-- start RAW RECORDS --

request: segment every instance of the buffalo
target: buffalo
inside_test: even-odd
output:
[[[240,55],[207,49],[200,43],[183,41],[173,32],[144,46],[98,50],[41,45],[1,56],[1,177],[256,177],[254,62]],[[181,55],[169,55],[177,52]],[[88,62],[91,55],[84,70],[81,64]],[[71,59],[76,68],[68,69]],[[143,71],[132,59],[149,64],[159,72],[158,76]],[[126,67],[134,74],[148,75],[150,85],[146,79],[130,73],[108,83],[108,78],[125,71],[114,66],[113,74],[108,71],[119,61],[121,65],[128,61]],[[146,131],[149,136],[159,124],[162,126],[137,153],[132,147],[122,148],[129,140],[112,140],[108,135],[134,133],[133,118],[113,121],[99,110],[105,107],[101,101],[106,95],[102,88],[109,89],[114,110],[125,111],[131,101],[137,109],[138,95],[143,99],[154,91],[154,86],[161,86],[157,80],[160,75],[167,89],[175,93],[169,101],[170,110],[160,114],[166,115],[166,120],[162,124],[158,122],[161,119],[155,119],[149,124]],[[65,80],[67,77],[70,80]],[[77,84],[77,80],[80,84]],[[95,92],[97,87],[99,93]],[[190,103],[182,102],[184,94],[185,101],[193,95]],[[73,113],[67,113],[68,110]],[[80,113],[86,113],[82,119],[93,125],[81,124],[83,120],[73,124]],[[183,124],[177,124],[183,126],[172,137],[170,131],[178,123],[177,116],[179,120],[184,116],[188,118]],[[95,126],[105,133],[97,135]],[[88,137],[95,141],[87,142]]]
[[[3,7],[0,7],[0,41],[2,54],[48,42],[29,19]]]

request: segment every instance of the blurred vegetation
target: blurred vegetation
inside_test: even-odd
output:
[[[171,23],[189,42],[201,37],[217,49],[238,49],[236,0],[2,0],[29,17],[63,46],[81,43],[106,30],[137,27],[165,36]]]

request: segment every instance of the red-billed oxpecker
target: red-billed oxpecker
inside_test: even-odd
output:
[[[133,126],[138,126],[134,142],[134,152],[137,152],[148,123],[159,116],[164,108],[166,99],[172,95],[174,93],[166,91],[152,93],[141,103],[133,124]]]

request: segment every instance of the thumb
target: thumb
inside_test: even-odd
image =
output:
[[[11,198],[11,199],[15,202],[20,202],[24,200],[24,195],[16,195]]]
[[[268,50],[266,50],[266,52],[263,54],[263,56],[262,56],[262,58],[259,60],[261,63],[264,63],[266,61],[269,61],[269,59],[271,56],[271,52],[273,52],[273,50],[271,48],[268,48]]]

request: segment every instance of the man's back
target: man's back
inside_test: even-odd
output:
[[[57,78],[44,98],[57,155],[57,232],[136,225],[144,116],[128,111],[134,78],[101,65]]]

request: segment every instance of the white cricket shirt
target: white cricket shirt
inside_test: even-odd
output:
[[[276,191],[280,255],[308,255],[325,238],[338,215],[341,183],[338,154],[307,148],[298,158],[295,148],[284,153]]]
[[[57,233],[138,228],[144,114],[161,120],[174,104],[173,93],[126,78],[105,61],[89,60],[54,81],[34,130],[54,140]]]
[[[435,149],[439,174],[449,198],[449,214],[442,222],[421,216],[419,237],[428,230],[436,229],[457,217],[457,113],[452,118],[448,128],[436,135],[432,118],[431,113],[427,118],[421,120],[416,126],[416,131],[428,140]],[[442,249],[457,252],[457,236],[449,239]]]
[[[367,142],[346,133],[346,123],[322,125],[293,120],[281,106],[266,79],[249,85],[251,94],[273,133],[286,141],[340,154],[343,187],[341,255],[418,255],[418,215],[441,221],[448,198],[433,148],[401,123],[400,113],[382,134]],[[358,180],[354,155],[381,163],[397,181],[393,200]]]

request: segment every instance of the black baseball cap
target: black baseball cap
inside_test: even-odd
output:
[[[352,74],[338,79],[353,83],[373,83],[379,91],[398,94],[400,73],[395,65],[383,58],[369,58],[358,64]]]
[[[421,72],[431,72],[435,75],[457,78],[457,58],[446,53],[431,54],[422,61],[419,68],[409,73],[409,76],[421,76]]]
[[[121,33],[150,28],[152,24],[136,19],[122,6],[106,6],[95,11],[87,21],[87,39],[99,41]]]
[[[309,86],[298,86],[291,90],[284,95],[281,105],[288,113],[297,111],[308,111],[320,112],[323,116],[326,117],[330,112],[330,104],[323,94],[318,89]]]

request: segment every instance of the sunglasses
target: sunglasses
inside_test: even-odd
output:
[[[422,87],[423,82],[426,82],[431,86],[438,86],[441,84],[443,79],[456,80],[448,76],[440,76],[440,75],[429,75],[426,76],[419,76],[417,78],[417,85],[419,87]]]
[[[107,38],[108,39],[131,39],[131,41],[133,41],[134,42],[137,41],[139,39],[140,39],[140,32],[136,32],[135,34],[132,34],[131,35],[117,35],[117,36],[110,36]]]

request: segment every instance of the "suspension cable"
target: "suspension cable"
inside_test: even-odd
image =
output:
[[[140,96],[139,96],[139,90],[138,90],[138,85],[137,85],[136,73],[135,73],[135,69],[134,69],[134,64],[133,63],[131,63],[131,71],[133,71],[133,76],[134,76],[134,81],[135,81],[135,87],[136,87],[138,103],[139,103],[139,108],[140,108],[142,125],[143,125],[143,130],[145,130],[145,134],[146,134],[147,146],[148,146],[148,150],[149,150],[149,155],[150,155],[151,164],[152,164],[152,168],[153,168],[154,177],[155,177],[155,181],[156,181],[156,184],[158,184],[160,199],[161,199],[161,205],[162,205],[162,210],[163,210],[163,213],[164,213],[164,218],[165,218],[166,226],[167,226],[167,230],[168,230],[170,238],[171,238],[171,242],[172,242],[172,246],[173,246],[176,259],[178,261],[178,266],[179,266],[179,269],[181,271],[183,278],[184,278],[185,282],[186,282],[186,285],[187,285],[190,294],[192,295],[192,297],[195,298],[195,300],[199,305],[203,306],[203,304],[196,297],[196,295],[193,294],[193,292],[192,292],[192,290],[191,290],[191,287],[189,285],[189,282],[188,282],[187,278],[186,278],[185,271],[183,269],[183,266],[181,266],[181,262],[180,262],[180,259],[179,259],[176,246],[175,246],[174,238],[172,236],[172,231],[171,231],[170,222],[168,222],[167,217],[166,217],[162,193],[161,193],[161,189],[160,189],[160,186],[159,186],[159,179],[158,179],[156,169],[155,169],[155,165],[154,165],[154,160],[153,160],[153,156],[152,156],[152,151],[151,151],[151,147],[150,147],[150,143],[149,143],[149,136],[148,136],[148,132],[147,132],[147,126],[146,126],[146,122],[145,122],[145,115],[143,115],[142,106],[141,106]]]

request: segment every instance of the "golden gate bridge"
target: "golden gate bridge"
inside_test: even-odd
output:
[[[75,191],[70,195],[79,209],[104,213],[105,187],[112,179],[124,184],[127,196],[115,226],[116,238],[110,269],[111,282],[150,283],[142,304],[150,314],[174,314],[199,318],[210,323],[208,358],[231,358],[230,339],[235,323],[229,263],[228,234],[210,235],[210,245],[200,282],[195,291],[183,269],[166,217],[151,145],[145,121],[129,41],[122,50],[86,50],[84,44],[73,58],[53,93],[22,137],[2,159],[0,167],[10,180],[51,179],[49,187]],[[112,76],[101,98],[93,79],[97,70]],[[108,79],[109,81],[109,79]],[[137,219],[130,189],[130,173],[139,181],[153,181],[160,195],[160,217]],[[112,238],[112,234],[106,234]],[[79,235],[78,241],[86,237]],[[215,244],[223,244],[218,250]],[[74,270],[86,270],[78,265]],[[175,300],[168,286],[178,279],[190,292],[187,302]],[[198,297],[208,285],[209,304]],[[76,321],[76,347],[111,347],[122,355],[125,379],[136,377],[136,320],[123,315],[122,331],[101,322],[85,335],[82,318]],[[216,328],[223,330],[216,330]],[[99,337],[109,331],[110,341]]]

-- end RAW RECORDS --

▶ **WRITTEN PROBLEM**
How many lines in the material above contain the string "oxpecker", with uppercase and lowercase treated as different? Reply with the number alone.

▶ **PROBLEM SOLUTION**
2